* **Referring expression data**:
■ ■ ■ ■
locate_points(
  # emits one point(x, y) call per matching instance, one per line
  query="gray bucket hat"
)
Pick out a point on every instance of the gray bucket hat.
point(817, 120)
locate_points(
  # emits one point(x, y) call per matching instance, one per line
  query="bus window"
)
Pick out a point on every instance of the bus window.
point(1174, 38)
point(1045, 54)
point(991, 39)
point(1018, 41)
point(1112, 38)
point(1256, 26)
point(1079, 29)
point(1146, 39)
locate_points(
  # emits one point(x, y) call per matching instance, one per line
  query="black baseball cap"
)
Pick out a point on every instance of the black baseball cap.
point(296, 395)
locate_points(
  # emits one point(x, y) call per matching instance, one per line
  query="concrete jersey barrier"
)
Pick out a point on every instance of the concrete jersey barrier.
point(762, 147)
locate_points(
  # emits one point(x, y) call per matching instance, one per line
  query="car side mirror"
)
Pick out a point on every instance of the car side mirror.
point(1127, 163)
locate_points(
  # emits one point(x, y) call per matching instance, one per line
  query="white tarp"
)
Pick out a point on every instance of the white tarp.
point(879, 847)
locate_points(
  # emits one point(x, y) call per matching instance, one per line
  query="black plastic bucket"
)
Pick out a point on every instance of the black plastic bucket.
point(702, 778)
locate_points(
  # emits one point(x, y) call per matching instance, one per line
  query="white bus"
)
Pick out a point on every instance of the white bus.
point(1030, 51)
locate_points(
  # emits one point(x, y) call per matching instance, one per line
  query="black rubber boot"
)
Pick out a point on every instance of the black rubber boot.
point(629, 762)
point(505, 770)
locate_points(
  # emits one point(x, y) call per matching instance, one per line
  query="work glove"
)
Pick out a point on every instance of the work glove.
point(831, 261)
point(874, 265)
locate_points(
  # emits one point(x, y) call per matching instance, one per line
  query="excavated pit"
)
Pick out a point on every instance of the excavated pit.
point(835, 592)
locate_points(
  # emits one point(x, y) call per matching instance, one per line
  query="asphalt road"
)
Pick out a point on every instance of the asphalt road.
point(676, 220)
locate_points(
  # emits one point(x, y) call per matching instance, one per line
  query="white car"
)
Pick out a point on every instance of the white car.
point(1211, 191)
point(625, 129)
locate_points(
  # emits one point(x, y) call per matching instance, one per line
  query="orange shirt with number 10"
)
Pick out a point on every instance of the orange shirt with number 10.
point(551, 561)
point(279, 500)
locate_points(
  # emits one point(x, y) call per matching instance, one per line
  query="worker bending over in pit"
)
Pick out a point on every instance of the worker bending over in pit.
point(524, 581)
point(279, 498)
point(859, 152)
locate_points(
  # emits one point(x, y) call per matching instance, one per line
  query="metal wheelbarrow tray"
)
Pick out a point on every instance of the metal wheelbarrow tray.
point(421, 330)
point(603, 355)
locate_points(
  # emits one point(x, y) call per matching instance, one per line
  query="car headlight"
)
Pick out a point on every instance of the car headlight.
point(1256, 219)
■ ■ ■ ■
* **Task details**: An exact copy of every entry is what is needed here.

* **Output for this exercise**:
locate_points(
  # emits one point(x, y) call per matching instance, one per line
  query="gray bucket hat"
)
Pick out a point on every instance of the gray bucket hat.
point(817, 120)
locate_points(
  # emits one point(x, y) call per matching instance, one per line
  query="bus window"
)
Pick out a point on every instance of the bus window.
point(1174, 38)
point(1045, 54)
point(991, 39)
point(1018, 41)
point(1112, 38)
point(1256, 26)
point(1079, 29)
point(1146, 39)
locate_points(
  # emits one point(x, y) call per matching instance, one per line
  query="black baseball cap"
)
Pick out a point on every instance of the black baseball cap.
point(296, 395)
locate_points(
  # emits one point(x, y) call per matching instance, one per line
  query="concrete jersey barrier"
)
Pick out a point on every instance of the concrete jersey barrier.
point(762, 147)
locate_points(
  # emits one point(x, y) call per matching instance, one per line
  query="car side mirror"
)
Pick out a point on every instance of the car side mirror.
point(1127, 163)
locate_points(
  # emits one point(x, y) call per matching instance, one per line
  query="white tarp"
)
Pick out a point on every instance of the white tarp.
point(879, 847)
locate_points(
  # emits one point(x, y) call per matching instance, one per line
  query="black plastic bucket"
)
Pick out a point on every instance of the black plastic bucket.
point(702, 778)
locate_points(
  # emits one point(x, y) call per matching instance, one per line
  query="white bus"
)
Pick out a point on every instance of the white bus.
point(1030, 51)
locate_points(
  # emits one point(x, y) call per matching instance, one per line
  query="black rubber boot"
)
Pick out a point on every instance of the black rubber boot.
point(629, 762)
point(505, 770)
locate_points(
  # emits one point(x, y) call per matching instance, one per line
  query="work glove"
)
Pick out a point on every instance of the work glove.
point(831, 261)
point(874, 265)
locate_points(
  # emits one point(x, y) call per matching instance, one per line
  query="excavated pit"
)
Pick out a point on every instance of the excavated pit.
point(835, 592)
locate_points(
  # emits one point(x, y) call per matching instance, one per line
  query="asphalt road"
)
Pick out a point on every instance of the asphalt road.
point(676, 220)
locate_points(
  # emits one point(x, y) call per matching instance, one per line
  query="white car"
)
Pick out a point on every instance of the white car.
point(1211, 191)
point(625, 129)
locate_points(
  # emits one point(x, y) call per matching instance, one per line
  query="orange shirt with number 10"
)
Pick out a point on every instance of the orange shirt with number 10.
point(551, 561)
point(279, 500)
locate_points(
  # emits one point(x, y) call per matching instance, one per line
  query="worker bending over in pit"
)
Pick out a point on every instance of the worker bending over in pit.
point(524, 581)
point(279, 498)
point(859, 152)
locate_points(
  # emits one point(x, y) call per matching instance, one per line
  query="metal wheelbarrow tray"
)
Pick out a point on every instance of the metal wheelbarrow tray.
point(421, 330)
point(603, 355)
locate_points(
  # emits one point(x, y) call per matching instance, one per line
  query="car headlight"
)
Pick out a point on every instance of the car headlight.
point(1256, 219)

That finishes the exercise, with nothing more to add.